By Finlay Macdonald for Fit Planet
In this roundup of the latest environmental news you can use: how healthy eating helps combat climate change, good news for bees, hi-tech carbon capture and another alt-meat milestone.
Good news, a healthy diet means a healthy planet
We all know fruit, vegetables, beans and whole grains are good for our diet – now we can say they are good for the environment too. A major study led by Dr Michael Clark of Oxford University’s Nuffield Department of Population Health analysed the health and environmental impact of 15 common foods and found those that promoted human health were also the kindest to nature. Speaking to the UK’s Guardian newspaper, Clark said, “Continuing to eat the way we do threatens societies, through chronic ill health and degradation of Earth’s climate, ecosystems and water resources. Choosing better, more sustainable diets is one of the main ways people can improve their health and help protect the environment.” It’s already been established that meat consumption contributes to the climate crisis, but there were some surprises in the latest study: fish is healthy but has a higher environmental footprint than plant foods, while unhealthy sugary food and drinks have a lower ecological impact. Overall, however, the message is clear – eat well for a fitter planet.
The bees are back – and healthy soil is the answer
Bees were recently declared the most important living creatures on the planet, according the Earthwatch Institute. But they are also increasingly endangered. Despite 70 percent of the world’s agricultural output being dependent on bees, these vital, social insects have been hit hard by pesticides, deforestation and poor farming practices. It’s not so much the honey bee we’re talking about here – those are effectively a domesticated species that is not threatened – but wild bees need all the help they can get. So news from Canada that regenerative agriculture is not only rebuilding depleted soils but encouraging bees back to the fields is very welcome. The key is planting a mixture of different crops that bloom at different times, and which boost soil nutrients and bacteria. The flowering plants attract the bees, more or less as a byproduct of creating better feed for cattle. In other words, healthier soil, better farming, more bees.

Work instruction A — Reproduce word for word the part of the environmental news roundup that begins at the words "By Finlay Macdonald" and stops after the words "another alt-meat milestone.".
Work instruction B — According to the environmental news roundup, which organization declared bees the most important living creatures on the planet?

Record excerpts —

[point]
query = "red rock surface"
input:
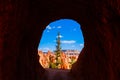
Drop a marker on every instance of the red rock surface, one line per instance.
(23, 21)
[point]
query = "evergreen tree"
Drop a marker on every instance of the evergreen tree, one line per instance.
(58, 49)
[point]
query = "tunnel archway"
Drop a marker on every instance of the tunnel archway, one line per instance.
(71, 44)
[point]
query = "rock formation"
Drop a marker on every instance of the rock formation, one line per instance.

Exercise answer A —
By Finlay Macdonald for Fit Planet
In this roundup of the latest environmental news you can use: how healthy eating helps combat climate change, good news for bees, hi-tech carbon capture and another alt-meat milestone.

Exercise answer B — The Earthwatch Institute